MATERIAL FOR THE TASK: Begin
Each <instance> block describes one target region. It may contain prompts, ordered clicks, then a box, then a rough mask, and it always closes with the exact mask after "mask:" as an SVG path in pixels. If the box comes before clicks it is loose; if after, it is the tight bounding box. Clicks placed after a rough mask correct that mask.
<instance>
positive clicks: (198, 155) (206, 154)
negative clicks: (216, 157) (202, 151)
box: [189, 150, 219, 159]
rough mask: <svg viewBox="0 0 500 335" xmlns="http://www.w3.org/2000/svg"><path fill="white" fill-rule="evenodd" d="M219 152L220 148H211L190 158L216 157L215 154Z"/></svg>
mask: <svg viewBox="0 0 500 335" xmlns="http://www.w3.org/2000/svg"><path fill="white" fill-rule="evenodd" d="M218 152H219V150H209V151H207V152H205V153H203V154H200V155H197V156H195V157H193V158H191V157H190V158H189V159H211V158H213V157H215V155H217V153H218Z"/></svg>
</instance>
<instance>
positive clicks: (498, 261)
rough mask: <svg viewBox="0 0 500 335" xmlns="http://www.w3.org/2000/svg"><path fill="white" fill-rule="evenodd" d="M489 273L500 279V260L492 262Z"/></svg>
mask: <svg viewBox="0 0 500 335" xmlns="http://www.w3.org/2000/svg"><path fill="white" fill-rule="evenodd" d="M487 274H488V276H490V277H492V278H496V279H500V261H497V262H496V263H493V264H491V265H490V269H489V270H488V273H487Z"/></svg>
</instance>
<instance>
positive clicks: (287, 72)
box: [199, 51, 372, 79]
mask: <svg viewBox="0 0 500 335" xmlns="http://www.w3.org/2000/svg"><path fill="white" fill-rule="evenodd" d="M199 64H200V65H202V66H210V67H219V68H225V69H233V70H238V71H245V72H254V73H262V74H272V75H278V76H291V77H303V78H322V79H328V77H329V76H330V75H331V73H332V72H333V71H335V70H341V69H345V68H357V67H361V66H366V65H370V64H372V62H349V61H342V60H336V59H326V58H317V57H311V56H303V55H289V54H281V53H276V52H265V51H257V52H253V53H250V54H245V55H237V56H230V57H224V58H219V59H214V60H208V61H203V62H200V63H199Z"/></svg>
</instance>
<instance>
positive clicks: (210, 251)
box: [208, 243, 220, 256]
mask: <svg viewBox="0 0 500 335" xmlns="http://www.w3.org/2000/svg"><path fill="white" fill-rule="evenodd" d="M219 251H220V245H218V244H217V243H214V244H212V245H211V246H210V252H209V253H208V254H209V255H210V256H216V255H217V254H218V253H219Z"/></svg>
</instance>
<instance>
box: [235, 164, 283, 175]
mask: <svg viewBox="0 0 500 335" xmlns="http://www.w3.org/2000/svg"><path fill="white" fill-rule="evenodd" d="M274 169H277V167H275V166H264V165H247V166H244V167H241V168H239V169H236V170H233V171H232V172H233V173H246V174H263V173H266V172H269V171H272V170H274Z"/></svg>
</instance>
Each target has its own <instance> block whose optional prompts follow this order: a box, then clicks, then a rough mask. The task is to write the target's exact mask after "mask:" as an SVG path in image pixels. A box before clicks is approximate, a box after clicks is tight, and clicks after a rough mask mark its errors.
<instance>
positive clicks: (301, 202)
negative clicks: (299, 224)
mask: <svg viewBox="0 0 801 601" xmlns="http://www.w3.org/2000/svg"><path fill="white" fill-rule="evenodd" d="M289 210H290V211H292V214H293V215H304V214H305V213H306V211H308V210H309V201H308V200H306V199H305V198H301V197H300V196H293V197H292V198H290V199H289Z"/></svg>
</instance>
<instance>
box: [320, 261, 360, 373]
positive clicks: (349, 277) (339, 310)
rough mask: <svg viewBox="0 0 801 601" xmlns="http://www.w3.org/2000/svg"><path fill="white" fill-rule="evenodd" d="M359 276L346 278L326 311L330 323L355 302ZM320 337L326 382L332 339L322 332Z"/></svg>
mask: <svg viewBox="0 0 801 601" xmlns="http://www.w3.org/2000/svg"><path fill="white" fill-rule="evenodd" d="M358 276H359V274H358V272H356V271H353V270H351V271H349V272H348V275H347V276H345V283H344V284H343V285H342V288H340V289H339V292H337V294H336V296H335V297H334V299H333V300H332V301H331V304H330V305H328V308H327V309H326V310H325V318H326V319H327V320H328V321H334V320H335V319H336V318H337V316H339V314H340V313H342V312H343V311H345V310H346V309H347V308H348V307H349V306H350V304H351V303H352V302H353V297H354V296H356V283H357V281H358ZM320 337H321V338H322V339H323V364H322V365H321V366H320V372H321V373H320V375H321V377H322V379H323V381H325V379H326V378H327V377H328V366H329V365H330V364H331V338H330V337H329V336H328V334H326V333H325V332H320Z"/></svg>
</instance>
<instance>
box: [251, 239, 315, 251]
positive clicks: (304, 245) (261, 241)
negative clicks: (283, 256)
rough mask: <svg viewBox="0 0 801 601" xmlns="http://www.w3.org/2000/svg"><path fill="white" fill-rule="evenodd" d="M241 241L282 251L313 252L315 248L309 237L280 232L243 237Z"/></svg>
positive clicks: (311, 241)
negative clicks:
MATERIAL FOR THE TASK: End
WHAT THIS TASK INVOLVES:
Exactly the lines from the one containing "box: [251, 239, 315, 251]" through the final line of the records above are needed, copied word for word.

RESPONSE AREA:
box: [251, 239, 315, 251]
positive clicks: (304, 245) (261, 241)
negative clicks: (283, 256)
rough mask: <svg viewBox="0 0 801 601" xmlns="http://www.w3.org/2000/svg"><path fill="white" fill-rule="evenodd" d="M241 241L282 251L313 252L315 248L309 237L280 232L243 237Z"/></svg>
positive clicks: (311, 241)
negative clicks:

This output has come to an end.